# Source extract:
*****
Data collection and processing statistics. The numbers in parentheses correspond to the values in the highest resolution shell.
| tGBS80N2N3 | CaGBS80N2N3 | NaI-GBS80N2N3 | |
|---|---|---|---|
| Resolution range (Å) | 40-1.8 (1.86-1.8) | 40-1.7 (1.76-1.7) | 40-2.1 (2.18-2.1) |
| Space group | P21 | C2 | P21 |
| Unit-cell parameters (a, b, c in Å; p in °) | 69.9, 60.3, 80.4; 101.6 | 130.5, 34.7, 74.6; 93.3 | 34.9, 59.7, 80.8; 101.6 |
| Unique reflections | 60630 | 37173 | 18718 |
| Multiplicity | 2.8 (2.7) | 4.3 (4.1) | 6.5 (6.4) |
| Mean IσI (I) | 9.6 (3.2) | 26.7(6.5) | 20.7(11.2) |
| Completeness (%) | 99.6 (100) | 99.8(100) | 97.7 (95.5) |
| *Rmerge (%) | 6.3 (29.5) | 2.8 (17.1) | 5.4 (12.1) |
Rmerge = ΣhklΣj |I(hkl)i — [I(hkl)]|/ΣhklΣi I(hkl), where I(hkl) are the intensities of symmetry-related reflections and [I(hkl)] is the average intensity over all observations
Figure 2. Tertiary fold of GBS80N2N3.
(a) Anomalous difference Fourier map contoured at the 5σ level for the GBS80N2N3 fragment showing ten iodide sites (magenta) used in the SAD phase calculation. (b)Ribbon representation of the 35 kDa C-terminal major fragment from GBS80, containing two IgG-like domains (N2 and N3). The strands from each domain are colored in rainbow style from red (N-terminus) to violet (C-terminus). The N2 domain displays a DEv-IgG fold/cnaA-type while the N3 domain exhibits an IgG-rev fold/cnaB-type. Both the N2 and N3 domains contain an isopeptide bond, shown as sticks. The two calcium binding sites in the N2 domain are shown in grey. The strands (I1, I2, and I3) of short β-sheet at domain interface and the three helices (H1, H2 and H3) are shown in pink and gray, respectively. (c) Topology diagram of IgG-C, IgG-rev and DEv-IgG folds, with their core β strands labeled A to G in a rainbow style (red to violet) as in Figure 2(b). The horizontal, solid straight line indicates approximate position of the isopeptide bond.
CaGBS80200-518 is folded into two IgG-like domains with two intra-domain isopeptide bonds and two metal-binding sites, and it has an elongated rod shape with dimensions that are approximately 85 × 48 × 38Å (Fig. 2b). We have named the two C-terminal domains N2 and N3 (following the MSCRAMMs and GBS52 conventions) (Fig. 1a and 1b). Flexibility between the two domains is restricted by a short linker and large interface with a buried surface area of 1642 Å2, contributed by approximately 53 contacts (distance < 4Å) including a salt bridge. In addition, inter-domain flexibility is further restricted by the presence of a small, three-stranded (I1, I2, and I3) anti-parallel β-sheet.
*****
# Dataset content:

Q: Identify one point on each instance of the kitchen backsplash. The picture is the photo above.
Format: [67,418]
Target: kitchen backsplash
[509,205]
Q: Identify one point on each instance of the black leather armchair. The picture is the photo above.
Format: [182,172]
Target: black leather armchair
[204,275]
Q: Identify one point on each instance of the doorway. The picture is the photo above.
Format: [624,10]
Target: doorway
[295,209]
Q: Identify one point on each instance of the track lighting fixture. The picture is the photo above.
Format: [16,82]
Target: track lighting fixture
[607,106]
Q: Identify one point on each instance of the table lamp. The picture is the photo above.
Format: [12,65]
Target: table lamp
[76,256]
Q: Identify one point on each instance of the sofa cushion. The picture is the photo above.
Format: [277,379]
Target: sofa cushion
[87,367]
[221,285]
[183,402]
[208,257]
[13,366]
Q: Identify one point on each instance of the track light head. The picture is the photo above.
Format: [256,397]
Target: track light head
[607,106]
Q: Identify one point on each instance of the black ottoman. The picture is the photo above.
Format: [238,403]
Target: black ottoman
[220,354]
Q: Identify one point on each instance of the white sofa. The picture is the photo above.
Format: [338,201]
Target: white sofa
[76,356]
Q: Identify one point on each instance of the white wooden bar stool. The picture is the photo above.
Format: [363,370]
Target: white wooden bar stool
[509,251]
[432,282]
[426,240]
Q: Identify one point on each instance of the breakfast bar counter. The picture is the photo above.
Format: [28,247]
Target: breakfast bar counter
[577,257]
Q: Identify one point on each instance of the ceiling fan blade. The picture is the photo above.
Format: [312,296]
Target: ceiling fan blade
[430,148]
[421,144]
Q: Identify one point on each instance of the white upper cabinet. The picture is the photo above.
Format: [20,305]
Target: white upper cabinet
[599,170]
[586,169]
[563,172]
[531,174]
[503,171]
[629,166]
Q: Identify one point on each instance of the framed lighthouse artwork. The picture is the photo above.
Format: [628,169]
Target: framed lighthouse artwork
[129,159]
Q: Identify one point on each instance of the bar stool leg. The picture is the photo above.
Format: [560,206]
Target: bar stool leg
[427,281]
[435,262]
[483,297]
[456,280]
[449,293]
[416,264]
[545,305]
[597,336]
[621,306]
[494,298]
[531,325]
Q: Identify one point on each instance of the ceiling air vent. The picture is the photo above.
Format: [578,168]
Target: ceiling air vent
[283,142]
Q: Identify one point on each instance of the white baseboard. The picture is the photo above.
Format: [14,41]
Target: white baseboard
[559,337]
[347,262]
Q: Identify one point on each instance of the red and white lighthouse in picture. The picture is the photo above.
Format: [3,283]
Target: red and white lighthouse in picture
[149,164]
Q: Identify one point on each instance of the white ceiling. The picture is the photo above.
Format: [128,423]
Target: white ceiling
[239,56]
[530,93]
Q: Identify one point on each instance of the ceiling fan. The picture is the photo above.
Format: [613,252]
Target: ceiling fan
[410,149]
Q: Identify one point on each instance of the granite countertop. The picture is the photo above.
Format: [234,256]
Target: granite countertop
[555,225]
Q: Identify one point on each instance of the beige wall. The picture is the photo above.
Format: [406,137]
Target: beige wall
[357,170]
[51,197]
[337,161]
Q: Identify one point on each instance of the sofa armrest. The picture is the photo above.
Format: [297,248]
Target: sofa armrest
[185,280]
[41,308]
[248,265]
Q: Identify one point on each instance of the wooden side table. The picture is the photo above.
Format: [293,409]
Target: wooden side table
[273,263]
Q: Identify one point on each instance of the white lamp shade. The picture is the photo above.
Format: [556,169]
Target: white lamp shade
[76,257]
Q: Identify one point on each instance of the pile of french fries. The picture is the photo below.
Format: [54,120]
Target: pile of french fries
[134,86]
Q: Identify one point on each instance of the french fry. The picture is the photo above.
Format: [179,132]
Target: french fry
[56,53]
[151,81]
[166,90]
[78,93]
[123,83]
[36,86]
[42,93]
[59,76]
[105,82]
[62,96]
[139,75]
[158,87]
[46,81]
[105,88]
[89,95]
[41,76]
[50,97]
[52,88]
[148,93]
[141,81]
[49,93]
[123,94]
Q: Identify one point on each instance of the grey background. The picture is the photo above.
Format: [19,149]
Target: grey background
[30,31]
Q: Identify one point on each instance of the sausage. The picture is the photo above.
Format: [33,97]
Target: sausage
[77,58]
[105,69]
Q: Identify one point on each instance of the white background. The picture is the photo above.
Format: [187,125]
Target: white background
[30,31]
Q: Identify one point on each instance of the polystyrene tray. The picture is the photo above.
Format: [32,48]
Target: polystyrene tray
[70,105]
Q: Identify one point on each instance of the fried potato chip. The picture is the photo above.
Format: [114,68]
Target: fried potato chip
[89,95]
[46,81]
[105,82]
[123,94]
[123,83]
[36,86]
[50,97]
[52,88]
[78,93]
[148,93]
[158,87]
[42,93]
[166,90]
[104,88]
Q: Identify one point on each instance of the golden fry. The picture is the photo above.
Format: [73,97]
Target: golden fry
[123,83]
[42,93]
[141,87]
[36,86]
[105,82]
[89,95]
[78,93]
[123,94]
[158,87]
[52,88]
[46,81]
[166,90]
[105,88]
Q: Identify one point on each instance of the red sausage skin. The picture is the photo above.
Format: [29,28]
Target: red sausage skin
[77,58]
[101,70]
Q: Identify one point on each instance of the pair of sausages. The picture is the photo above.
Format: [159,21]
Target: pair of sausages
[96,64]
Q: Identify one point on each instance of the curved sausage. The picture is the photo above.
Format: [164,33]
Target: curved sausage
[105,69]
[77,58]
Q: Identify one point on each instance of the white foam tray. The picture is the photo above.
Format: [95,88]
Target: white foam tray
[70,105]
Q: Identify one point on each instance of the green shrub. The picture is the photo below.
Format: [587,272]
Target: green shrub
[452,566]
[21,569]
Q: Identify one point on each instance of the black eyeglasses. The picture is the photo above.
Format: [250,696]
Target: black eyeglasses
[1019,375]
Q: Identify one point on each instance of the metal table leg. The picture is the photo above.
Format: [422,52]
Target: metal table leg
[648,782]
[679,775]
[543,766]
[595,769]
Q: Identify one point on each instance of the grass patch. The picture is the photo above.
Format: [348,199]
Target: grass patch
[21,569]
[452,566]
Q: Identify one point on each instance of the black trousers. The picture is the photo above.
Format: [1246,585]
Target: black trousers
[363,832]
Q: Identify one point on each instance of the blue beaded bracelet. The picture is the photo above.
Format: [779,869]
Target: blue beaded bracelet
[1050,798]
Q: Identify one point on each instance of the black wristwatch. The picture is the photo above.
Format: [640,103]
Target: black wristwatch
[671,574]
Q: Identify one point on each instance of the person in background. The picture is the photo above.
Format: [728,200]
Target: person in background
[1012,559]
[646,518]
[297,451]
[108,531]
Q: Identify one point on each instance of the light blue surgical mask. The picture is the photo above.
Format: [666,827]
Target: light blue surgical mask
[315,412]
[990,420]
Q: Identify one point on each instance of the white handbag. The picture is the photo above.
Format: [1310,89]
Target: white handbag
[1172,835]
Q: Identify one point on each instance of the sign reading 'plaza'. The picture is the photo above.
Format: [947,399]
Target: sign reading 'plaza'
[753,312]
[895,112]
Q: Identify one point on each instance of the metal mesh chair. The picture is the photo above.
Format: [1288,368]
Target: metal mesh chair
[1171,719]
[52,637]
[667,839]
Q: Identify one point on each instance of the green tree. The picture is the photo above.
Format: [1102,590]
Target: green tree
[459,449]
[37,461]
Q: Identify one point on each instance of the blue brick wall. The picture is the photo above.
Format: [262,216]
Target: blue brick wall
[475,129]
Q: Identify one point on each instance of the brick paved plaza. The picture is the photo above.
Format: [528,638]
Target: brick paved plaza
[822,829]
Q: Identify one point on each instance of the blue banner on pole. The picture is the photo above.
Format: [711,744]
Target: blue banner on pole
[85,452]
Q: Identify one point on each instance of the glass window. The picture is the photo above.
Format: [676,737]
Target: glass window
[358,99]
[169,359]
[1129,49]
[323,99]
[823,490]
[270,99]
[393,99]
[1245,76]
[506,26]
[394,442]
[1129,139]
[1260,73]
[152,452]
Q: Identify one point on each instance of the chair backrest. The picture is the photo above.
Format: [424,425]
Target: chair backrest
*****
From the GBS80N2N3 structure text above, copy word for word the part that opens with the words containing "CaGBS80200-518 is folded" and closes with "I3) anti-parallel β-sheet.".

# The completed task:
CaGBS80200-518 is folded into two IgG-like domains with two intra-domain isopeptide bonds and two metal-binding sites, and it has an elongated rod shape with dimensions that are approximately 85 × 48 × 38Å (Fig. 2b). We have named the two C-terminal domains N2 and N3 (following the MSCRAMMs and GBS52 conventions) (Fig. 1a and 1b). Flexibility between the two domains is restricted by a short linker and large interface with a buried surface area of 1642 Å2, contributed by approximately 53 contacts (distance < 4Å) including a salt bridge. In addition, inter-domain flexibility is further restricted by the presence of a small, three-stranded (I1, I2, and I3) anti-parallel β-sheet.